Exercise brief →
If a line in the data below contains the word "snow", copy it out.

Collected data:
+++++

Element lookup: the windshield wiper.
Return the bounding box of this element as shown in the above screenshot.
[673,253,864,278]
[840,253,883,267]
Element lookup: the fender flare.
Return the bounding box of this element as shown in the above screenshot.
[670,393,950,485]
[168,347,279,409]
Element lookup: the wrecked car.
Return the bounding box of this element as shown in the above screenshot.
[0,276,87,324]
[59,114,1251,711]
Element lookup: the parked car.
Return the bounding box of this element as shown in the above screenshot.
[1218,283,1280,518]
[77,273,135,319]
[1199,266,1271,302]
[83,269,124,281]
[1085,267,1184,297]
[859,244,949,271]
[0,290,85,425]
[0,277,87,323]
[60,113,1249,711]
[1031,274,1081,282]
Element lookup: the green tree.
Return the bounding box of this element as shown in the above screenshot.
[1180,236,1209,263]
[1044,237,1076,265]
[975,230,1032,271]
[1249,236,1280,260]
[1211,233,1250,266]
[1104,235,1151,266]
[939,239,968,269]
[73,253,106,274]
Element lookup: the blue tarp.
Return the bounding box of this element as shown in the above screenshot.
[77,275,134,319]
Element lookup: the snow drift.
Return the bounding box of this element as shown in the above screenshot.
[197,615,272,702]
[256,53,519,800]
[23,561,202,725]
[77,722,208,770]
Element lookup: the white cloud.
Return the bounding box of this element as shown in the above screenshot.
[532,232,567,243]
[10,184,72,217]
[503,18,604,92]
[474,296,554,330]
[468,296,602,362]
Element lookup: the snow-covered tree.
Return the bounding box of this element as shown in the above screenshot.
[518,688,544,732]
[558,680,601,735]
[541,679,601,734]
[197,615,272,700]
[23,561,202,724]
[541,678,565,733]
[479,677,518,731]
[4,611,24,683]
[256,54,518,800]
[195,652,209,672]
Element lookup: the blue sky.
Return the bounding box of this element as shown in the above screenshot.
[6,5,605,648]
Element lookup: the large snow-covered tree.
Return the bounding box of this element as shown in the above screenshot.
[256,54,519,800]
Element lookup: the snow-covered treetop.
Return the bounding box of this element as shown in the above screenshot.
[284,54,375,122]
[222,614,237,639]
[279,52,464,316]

+++++

Output for this exercise →
Element lookup: the snow drift.
Element lookup: the snow-covered tree.
Element lookup: the large snow-covered tree.
Element lookup: the snow-covered treetop.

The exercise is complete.